### Problem to solve
Return every line of the lines below that contains the string "pink", matching case exactly.

### Data excerpts
□ □ □
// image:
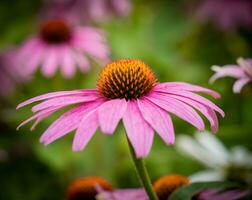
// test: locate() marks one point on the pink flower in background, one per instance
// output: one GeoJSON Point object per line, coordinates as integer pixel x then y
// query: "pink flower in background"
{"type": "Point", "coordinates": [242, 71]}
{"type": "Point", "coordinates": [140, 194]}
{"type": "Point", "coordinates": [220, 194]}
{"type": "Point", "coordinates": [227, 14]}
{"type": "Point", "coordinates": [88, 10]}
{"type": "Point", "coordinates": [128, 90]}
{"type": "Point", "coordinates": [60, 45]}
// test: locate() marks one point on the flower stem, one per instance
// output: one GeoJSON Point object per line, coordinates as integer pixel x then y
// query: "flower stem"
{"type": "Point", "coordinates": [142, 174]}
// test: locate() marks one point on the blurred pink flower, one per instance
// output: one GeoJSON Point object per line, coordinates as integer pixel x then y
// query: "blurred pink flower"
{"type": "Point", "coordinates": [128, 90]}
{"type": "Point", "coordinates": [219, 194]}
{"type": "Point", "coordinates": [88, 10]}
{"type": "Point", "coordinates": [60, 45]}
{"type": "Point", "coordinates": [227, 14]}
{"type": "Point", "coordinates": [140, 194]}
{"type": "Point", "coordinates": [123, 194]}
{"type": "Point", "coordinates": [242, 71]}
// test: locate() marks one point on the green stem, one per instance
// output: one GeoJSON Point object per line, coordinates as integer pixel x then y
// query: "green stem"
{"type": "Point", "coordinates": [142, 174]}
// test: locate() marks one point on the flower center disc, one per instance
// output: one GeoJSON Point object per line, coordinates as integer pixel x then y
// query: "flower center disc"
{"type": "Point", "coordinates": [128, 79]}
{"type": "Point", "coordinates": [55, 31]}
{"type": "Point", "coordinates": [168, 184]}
□ □ □
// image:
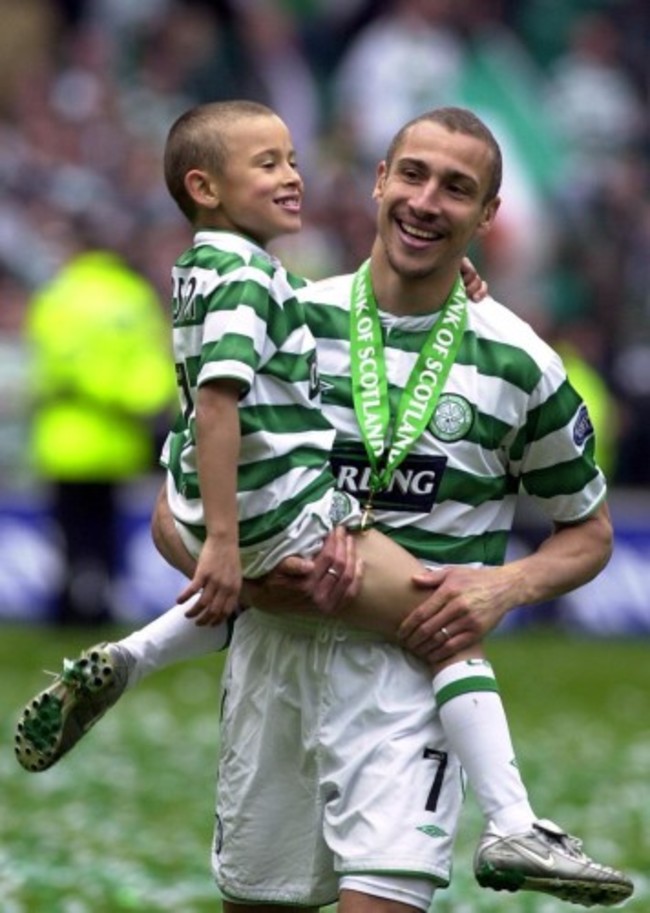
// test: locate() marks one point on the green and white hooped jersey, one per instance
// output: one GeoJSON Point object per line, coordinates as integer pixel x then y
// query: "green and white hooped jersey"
□ □ □
### Finished answer
// test: locate() marks one point on the pink flower in background, one per instance
// query: "pink flower in background"
// test: locate() marks one point on the blurred pink flower, one per instance
// query: "blurred pink flower"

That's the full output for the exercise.